> **Provided text**:
......
Evaluating Informal-Domain Word Representations With UrbanDictionary Naomi Saphra University of Edinburgh [email protected]

Abstract Existing corpora for intrinsic evaluation are not targeted towards tasks in informal domains such as Twitter or news comment forums. We want to test whether a representation of informal words fulfills the promise of eliding explicit text normalization as a preprocessing step. One possible evaluation metric for such domains is the proximity of spelling variants. We propose how such a metric might be computed and how a spelling variant dataset can be collected using UrbanDictionary.

1

Introduction

Recent years have seen a surge of interest in training effective models for informal domains such as Twitter or discussion forums. Several new works have thus targeted social media platforms by learning word representations specific to such domains (Tang et al., 2014); (Benton et al., 2016). Traditional NLP techniques have often relied on text normalization methods when applied to informal domains. For example, “u want 2 chill wit us 2nite” may be transcribed as “you want to chill with us tonight”, and the normalized transcription would be used as input for a text processing system. This method makes it easier to apply models that are successful on formal language to more informal language. However, there are several drawbacks to this method. Building an accurate text normalization component for a text processing pipeline can require substantial engineering effort and collection of manually annotated training data. Even evaluating text normalization models is a difficult problem and often subjective (Eisenstein, 2013b). Even when the model accurately transcribes informal spelling dialects to a standard dialect, text normalization methods may not be appropriate.

Adam Lopez University of Edinburgh [email protected]

Converting text to a style more consistent with The Wall Street Journal than Twitter may make parsing easier, but it loses much of the nuance in a persona deliberately adopted by the writer. Twitter users often express their spoken dialect through spelling, so regional and demographic information may also be lost in the process of text normalization (Eisenstein, 2013a). Distributional word representations hold promise to replace this flawed preprocessing step. By making the shared semantic content of spelling variants implicit in the representation of words, text processing models can be more flexible. They can extract persona or dialect information while handling the semantic or syntactic features of words (Benton et al., 2016). In this proposal, we will present a method of evaluating whether a particular set of word representations can make text normalization unnecessary. Because the intrinsic evaluation we present is inexpensive and simple, it can be easily used to validate representations during training. An evaluation dataset can be collected easily from UrbanDictionary by methods we will outline.
......
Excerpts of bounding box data
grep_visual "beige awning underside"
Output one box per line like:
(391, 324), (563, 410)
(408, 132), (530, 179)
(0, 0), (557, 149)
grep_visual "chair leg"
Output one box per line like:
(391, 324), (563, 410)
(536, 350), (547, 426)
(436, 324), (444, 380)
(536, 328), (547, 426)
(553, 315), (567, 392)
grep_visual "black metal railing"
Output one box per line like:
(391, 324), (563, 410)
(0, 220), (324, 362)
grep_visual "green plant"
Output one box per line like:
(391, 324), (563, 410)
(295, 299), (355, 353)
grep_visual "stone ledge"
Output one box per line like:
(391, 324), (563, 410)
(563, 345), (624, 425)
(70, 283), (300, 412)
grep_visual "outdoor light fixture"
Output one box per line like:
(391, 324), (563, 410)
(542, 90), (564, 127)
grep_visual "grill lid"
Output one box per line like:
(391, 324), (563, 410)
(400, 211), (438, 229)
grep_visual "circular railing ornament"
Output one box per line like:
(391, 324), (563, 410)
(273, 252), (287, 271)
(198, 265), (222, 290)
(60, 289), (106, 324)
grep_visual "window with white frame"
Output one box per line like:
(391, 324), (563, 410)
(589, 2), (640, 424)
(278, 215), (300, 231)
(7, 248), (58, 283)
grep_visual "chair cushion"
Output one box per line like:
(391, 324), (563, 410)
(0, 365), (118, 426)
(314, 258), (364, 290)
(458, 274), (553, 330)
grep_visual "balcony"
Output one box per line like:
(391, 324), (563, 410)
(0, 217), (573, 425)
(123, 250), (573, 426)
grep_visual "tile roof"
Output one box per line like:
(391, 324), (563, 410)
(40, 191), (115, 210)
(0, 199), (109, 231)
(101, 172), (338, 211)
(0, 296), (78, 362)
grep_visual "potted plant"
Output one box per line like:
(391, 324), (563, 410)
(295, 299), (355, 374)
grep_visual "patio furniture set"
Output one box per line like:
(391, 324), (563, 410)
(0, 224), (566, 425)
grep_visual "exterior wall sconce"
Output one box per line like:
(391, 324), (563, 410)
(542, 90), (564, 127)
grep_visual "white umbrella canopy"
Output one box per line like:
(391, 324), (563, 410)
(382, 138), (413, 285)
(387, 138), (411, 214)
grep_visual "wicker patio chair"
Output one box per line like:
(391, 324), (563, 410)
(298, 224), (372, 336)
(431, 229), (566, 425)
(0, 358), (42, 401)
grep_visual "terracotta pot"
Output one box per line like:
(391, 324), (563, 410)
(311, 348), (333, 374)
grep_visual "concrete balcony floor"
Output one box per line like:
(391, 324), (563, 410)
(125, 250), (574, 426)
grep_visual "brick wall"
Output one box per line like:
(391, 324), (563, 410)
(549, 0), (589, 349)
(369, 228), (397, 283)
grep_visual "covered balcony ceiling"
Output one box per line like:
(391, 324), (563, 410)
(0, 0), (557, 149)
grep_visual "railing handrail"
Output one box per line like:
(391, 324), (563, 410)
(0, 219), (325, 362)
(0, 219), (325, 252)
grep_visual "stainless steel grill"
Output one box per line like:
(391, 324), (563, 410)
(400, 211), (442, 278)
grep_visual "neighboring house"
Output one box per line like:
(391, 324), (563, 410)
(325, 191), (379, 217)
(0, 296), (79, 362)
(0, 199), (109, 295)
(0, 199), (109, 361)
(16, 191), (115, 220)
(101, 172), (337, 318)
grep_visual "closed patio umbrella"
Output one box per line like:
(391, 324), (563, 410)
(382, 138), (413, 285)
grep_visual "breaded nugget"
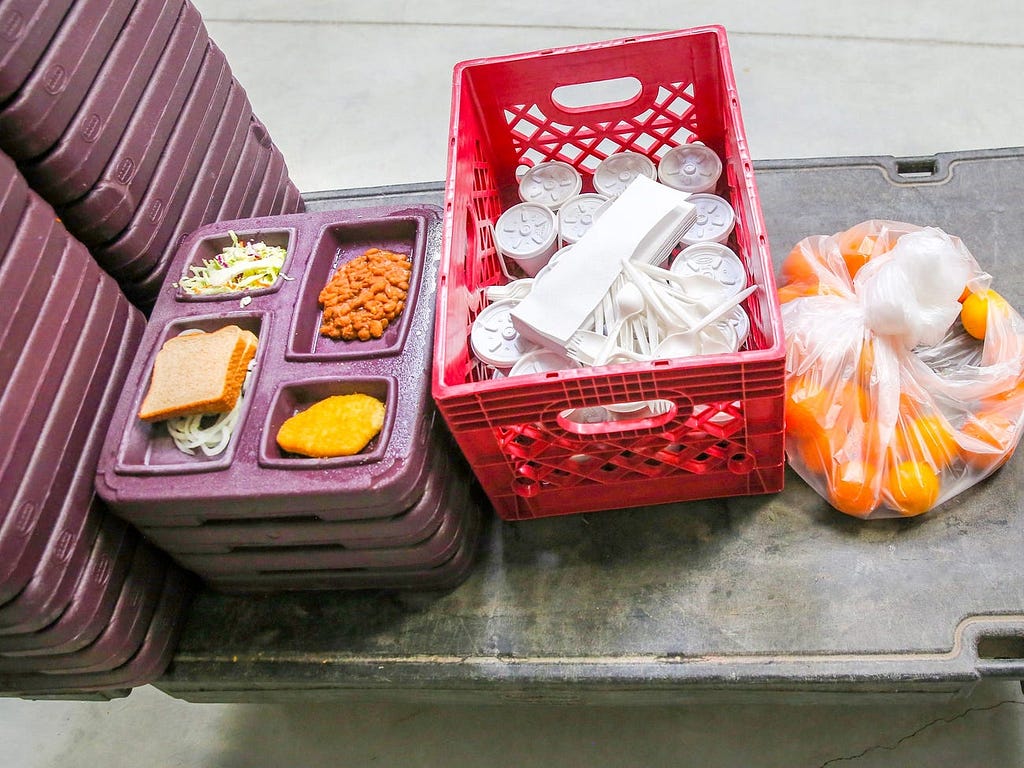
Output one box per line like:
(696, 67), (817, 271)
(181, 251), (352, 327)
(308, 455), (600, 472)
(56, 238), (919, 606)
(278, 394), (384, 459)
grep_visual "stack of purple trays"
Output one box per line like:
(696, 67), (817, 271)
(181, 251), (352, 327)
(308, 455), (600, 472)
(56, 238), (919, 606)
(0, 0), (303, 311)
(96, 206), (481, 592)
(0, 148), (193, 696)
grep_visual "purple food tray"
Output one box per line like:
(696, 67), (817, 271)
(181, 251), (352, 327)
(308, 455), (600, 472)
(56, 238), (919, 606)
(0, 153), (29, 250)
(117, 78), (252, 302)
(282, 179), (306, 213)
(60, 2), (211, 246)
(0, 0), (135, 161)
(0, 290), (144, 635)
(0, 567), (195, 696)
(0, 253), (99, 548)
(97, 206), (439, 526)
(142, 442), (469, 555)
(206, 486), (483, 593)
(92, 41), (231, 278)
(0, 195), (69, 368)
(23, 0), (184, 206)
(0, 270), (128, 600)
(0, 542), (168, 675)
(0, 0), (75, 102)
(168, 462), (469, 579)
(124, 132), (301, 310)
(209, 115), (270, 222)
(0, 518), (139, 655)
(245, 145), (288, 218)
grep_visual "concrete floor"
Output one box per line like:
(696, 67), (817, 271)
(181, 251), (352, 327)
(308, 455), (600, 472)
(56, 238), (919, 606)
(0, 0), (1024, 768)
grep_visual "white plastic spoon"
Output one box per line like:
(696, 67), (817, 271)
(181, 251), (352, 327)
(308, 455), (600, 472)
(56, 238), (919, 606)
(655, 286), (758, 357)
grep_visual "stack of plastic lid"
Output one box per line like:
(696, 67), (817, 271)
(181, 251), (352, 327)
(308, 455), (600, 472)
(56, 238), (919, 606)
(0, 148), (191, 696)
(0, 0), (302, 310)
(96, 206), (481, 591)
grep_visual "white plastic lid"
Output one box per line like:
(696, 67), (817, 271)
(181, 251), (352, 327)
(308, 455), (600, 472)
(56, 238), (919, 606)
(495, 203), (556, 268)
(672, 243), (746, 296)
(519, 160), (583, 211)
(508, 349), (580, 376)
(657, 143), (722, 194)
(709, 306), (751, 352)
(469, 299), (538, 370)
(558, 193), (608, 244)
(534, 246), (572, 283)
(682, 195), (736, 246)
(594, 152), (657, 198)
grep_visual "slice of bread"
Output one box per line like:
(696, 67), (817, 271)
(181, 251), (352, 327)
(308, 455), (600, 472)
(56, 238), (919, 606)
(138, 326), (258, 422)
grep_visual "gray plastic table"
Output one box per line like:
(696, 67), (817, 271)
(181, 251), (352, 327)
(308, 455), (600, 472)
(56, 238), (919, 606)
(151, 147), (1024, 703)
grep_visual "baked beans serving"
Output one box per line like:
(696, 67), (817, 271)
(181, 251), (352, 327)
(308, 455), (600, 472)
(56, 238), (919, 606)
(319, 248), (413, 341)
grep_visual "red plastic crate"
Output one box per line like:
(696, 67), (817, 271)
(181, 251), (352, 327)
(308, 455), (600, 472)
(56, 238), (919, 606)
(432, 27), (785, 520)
......
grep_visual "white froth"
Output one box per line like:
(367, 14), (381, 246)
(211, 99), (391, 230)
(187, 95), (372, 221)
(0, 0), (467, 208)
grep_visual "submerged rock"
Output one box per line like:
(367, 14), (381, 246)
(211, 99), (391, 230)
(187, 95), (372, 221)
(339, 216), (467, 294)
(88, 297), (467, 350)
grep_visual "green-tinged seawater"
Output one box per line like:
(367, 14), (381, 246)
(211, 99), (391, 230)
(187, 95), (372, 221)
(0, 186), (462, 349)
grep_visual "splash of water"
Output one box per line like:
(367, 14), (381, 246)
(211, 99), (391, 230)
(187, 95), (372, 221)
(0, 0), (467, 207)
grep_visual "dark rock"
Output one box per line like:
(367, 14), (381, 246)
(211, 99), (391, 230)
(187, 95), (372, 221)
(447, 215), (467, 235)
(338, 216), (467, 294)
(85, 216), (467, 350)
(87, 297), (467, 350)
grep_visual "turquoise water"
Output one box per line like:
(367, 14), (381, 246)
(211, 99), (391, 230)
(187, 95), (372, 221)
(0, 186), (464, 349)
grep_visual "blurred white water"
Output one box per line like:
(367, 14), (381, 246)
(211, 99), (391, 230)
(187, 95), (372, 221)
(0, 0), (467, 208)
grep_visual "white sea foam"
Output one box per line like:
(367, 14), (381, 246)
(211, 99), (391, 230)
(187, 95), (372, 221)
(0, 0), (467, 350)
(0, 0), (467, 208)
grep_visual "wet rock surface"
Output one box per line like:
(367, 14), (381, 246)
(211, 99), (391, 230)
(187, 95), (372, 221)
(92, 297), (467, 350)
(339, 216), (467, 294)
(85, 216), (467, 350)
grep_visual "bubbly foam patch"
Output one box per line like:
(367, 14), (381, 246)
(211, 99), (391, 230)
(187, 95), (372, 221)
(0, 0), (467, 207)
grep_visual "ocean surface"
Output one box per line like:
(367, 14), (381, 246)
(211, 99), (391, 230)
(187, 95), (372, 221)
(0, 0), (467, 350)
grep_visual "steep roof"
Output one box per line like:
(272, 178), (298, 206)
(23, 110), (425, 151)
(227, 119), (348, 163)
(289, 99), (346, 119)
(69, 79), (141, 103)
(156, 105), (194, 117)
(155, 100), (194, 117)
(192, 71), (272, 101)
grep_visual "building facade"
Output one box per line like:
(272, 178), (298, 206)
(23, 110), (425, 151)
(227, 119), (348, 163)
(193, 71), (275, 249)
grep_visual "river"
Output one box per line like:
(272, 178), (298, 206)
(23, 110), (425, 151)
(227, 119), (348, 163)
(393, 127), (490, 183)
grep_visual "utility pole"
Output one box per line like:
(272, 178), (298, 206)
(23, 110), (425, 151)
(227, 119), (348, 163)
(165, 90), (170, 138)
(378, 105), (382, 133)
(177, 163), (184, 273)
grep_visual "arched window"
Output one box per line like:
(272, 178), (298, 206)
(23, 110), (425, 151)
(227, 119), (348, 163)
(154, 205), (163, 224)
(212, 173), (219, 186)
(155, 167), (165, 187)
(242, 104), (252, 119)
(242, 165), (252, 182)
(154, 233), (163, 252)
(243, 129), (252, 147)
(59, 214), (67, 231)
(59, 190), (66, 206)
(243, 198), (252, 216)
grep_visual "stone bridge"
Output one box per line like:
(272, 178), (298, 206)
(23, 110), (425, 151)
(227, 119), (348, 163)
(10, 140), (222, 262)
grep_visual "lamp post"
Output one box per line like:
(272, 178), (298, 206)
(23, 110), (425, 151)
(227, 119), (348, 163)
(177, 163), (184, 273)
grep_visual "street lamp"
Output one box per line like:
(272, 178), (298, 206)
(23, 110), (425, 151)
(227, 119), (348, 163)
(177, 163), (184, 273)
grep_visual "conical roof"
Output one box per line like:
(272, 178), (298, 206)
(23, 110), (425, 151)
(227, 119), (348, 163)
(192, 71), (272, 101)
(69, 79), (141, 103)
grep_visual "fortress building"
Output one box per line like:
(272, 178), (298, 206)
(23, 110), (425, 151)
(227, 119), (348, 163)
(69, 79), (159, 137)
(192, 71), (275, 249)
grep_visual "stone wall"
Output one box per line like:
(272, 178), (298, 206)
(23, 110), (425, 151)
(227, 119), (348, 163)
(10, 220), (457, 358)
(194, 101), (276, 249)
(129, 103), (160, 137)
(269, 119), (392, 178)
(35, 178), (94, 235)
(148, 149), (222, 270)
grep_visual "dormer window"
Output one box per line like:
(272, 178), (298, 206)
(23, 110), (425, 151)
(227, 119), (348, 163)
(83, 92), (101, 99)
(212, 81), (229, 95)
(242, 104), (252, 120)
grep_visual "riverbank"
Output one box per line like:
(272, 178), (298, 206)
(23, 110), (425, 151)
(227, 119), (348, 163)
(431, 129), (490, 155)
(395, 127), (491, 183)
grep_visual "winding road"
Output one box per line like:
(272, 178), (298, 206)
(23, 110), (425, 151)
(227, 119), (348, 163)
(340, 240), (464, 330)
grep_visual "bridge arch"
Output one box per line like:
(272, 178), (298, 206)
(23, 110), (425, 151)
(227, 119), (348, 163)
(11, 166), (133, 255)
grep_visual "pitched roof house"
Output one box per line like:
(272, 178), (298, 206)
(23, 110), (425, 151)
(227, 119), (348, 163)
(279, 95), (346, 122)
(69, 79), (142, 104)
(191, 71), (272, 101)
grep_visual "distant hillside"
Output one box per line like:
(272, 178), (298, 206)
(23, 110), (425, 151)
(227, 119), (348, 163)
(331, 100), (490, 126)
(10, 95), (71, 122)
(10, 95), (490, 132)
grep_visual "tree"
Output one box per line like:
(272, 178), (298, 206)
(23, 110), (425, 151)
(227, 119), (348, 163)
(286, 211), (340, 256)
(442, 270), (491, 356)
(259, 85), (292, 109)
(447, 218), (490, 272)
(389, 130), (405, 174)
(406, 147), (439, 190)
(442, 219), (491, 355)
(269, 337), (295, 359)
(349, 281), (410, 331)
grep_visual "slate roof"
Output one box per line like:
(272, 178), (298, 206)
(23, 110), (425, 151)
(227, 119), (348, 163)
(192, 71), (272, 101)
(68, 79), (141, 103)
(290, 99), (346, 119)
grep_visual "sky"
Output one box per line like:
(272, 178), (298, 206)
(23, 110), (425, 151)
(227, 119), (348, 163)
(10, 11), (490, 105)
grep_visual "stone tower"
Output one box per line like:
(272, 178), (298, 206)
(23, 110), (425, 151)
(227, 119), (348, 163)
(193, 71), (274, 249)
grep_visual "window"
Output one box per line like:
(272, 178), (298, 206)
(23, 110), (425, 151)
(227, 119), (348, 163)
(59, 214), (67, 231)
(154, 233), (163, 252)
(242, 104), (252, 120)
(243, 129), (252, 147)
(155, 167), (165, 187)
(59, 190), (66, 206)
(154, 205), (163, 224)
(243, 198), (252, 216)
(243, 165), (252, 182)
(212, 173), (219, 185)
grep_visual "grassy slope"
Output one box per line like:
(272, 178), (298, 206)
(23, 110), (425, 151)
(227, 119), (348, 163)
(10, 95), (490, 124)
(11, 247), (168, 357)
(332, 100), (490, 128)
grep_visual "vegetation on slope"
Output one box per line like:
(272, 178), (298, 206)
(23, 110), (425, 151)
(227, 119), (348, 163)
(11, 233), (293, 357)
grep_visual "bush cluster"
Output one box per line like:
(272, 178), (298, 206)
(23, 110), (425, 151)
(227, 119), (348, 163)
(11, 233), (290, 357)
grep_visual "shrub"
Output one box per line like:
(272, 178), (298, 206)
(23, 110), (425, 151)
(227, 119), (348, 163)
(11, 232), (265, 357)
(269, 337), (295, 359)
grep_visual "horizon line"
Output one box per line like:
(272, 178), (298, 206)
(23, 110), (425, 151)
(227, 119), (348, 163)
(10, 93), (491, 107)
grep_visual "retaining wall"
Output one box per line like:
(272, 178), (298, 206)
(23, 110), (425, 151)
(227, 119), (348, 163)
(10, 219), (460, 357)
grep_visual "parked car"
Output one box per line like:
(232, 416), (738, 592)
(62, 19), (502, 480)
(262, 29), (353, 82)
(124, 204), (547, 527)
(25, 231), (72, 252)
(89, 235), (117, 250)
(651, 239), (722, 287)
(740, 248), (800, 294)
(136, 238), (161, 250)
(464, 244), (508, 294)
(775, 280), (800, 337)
......
> **Tasks for this exercise**:
- a) Reproduce word for word the stretch of the paper on informal-domain word representations starting at "Evaluating Informal-Domain Word" and ending at "collected using UrbanDictionary.".
- b) Proceed with the paper on evaluating informal-domain word representations, picking up right after its final sentence.

> **Task responses**:
- a)
Evaluating Informal-Domain Word Representations With UrbanDictionary Naomi Saphra University of Edinburgh [email protected]

Abstract Existing corpora for intrinsic evaluation are not targeted towards tasks in informal domains such as Twitter or news comment forums. We want to test whether a representation of informal words fulfills the promise of eliding explicit text normalization as a preprocessing step. One possible evaluation metric for such domains is the proximity of spelling variants. We propose how such a metric might be computed and how a spelling variant dataset can be collected using UrbanDictionary.

- b)
2

Evaluating By Spelling Variants

Several existing metrics for evaluating word representations assume that similar words will have similar representations in an ideal embedding space. A natural question is therefore whether a representation of words in social media text would place spelling variants of the same word close to each other. For example, while the representation of “ur” may appear close to “babylon” and “mesopotamia” in a formal domain like Wikipedia, on Twitter it should be closer to “your”. We can evaluate these representations based on the proximity of spelling variants. Given a corpus of common spelling variant pairs (one informal variant and one formal), we will accept

or reject each word pair’s relative placement in our dictionary. For example, we may consider (ur, your) to be such a pair. To evaluate this pair, we rank the words in our vocabulary by cosine-similarity to ur. We could then count the pair correct if your appears in the top k most similar tokens. A similar method is common in assessing performance on analogical reasoning tasks (Mikolov et al., 2013). Having thus accepted or rejected the relationship for each pair, we can summarize our overall performance as accuracy statistic. The disadvantage of this method is that performance will not be robust to vocabulary size. Adding more informal spelling variants of the same word may push the formal variant down the ranked list (for example, yr may be closer to ur than your is). However, if these new variants are not in the formal vocabulary, they should not affect the ability to elide text normalization into the representation. To make the metric robust to vocabulary size, instead of ranking all tokens by similarity to the first word in the variant pair, we rank only tokens that we consider to be formal. We consider a token to be formal if it appears on a list of formal vocabulary. Such a list can be collected, for example, by including all vocabulary appearing in Wikipedia or the Wall Street Journal.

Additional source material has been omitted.